Pointing and labeling entries:
__________________________________________________
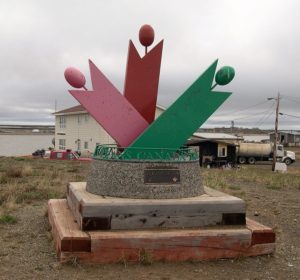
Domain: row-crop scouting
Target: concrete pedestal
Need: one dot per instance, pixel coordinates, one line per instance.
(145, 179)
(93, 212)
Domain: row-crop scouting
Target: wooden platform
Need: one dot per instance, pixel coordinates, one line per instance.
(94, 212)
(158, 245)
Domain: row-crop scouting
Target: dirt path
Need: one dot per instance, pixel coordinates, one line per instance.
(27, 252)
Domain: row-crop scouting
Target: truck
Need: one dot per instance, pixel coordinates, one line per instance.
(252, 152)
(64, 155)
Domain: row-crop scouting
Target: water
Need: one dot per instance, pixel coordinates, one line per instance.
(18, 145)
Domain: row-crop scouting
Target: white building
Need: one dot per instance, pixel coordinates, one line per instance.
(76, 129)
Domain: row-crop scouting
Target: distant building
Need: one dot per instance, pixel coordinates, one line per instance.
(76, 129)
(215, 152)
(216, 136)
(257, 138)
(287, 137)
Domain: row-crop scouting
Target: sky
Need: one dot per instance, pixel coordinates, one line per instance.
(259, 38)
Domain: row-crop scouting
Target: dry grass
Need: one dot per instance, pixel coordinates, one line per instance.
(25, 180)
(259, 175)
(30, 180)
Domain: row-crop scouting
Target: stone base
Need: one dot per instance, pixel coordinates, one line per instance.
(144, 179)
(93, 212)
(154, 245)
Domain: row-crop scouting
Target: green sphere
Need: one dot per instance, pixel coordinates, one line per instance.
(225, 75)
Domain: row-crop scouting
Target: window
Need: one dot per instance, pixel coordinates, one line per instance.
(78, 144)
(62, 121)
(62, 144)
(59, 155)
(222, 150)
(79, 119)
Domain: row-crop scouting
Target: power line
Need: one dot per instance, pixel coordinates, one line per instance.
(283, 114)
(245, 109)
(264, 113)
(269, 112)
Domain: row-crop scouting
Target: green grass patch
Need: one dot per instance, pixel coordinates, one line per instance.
__________________________________________________
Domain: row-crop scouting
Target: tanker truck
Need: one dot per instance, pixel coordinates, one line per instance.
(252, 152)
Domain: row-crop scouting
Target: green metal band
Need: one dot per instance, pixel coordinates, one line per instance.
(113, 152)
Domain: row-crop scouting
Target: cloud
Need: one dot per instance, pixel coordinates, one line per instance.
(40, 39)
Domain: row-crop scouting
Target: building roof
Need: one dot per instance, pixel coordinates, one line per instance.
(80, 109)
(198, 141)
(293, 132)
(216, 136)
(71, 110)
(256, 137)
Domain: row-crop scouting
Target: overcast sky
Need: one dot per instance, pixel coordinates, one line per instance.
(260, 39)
__________________________________________________
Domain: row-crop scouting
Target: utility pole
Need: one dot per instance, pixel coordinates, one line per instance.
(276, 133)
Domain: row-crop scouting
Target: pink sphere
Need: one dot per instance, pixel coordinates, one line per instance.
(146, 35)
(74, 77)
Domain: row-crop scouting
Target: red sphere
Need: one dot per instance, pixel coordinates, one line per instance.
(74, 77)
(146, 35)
__________________________________________________
Exercise aim →
Pull out each line above that contains the string "building".

The completed task →
Target: white building
Target: distant building
Target: building roof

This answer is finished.